Passage given
You are viewing a plain text version of this content. The canonical link for it is here.
Posted to dev@hive.apache.org by Deepak Jaiswal <dj...@hortonworks.com> on 2018/05/08 06:12:18 UTC

Review Request 66999: HIVE-19453

-----------------------------------------------------------
This is an automatically generated e-mail. To reply, visit:
https://reviews.apache.org/r/66999/
-----------------------------------------------------------

Review request for hive, Jason Dere and Prasanth_J.


Bugs: HIVE-19453
    https://issues.apache.org/jira/browse/HIVE-19453


Repository: hive-git


Description
-------

Extend the load data statement to take the inputformat of the source files and the serde to interpret it as parameter. For eg,
 
load data local inpath '../../data/files/load_data_job/partitions/load_data_2_partitions.txt' INTO TABLE srcbucket_mapjoin
INPUTFORMAT 'org.apache.hadoop.mapred.TextInputFormat'
SERDE 'org.apache.hadoop.hive.serde2.lazy.LazySimpleSerDe';


Diffs
-----

  ql/src/java/org/apache/hadoop/hive/ql/parse/HiveParser.g a837d67b96 
  ql/src/java/org/apache/hadoop/hive/ql/parse/LoadSemanticAnalyzer.java 2b88ea651b 
  ql/src/test/queries/clientpositive/load_data_using_job.q 3928f1fa07 
  ql/src/test/results/clientpositive/llap/load_data_using_job.q.out 116630c237 


Diff: https://reviews.apache.org/r/66999/diff/1/


Testing
-------

Added a test to load_data_using_job.q


Thanks,

Deepak Jaiswal


Re: Review Request 66999: HIVE-19453

Posted by Deepak Jaiswal <dj...@hortonworks.com>.

> On May 8, 2018, 11:10 p.m., Jason Dere wrote:
> > ql/src/java/org/apache/hadoop/hive/ql/parse/HiveParser.g
> > Line 838 (original), 839 (patched)
> > <https://reviews.apache.org/r/66999/diff/1/?file=2017799#file2017799line839>
> >
> >     Should the inputFileFormat expression be aliased, like '(inputFileFmt=inputFileFormat)?', and referenced in the line below as '$inputFileFmt?'

I followed what we do in createTableStatement to handle fileFormat where it similarly has tableFileFormat which expands into the entire formatting clause.


> On May 8, 2018, 11:10 p.m., Jason Dere wrote:
> > ql/src/java/org/apache/hadoop/hive/ql/parse/HiveParser.g
> > Line 839 (original), 840 (patched)

Material
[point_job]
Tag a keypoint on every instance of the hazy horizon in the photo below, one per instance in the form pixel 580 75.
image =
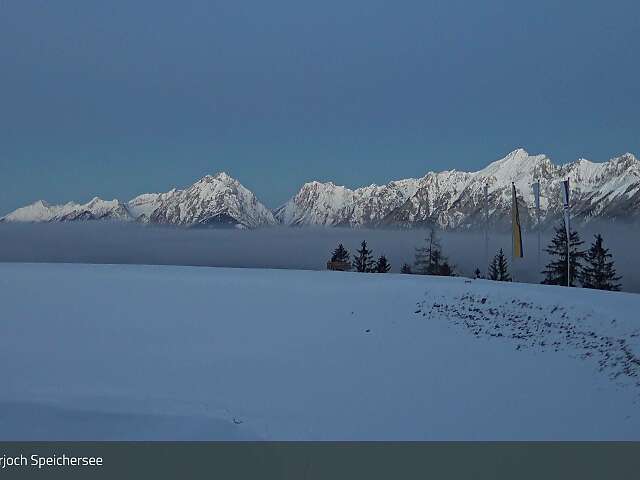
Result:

* * *

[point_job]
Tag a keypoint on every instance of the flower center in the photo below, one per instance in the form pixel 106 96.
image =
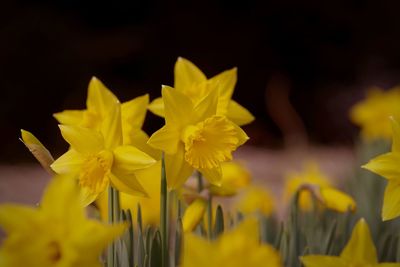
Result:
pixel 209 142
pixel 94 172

To be done
1) In the review thread, how does the author answer the reviewer's suggestion to alias the inputFileFormat expression? Explain in one to three sentences.
2) Please copy the part of the review thread starting at "Posted to dev@hive.apache.org" and ending at "Dere and Prasanth_J.", with no changes.

Task-by-task answers
1) The author wrote it the same way createTableStatement handles fileFormat. That statement likewise uses tableFileFormat, which expands into the entire formatting clause.

2)
Posted to dev@hive.apache.org by Deepak Jaiswal <dj...@hortonworks.com> on 2018/05/08 06:12:18 UTC

Review Request 66999: HIVE-19453

-----------------------------------------------------------
This is an automatically generated e-mail. To reply, visit:
https://reviews.apache.org/r/66999/
-----------------------------------------------------------

Review request for hive, Jason Dere and Prasanth_J.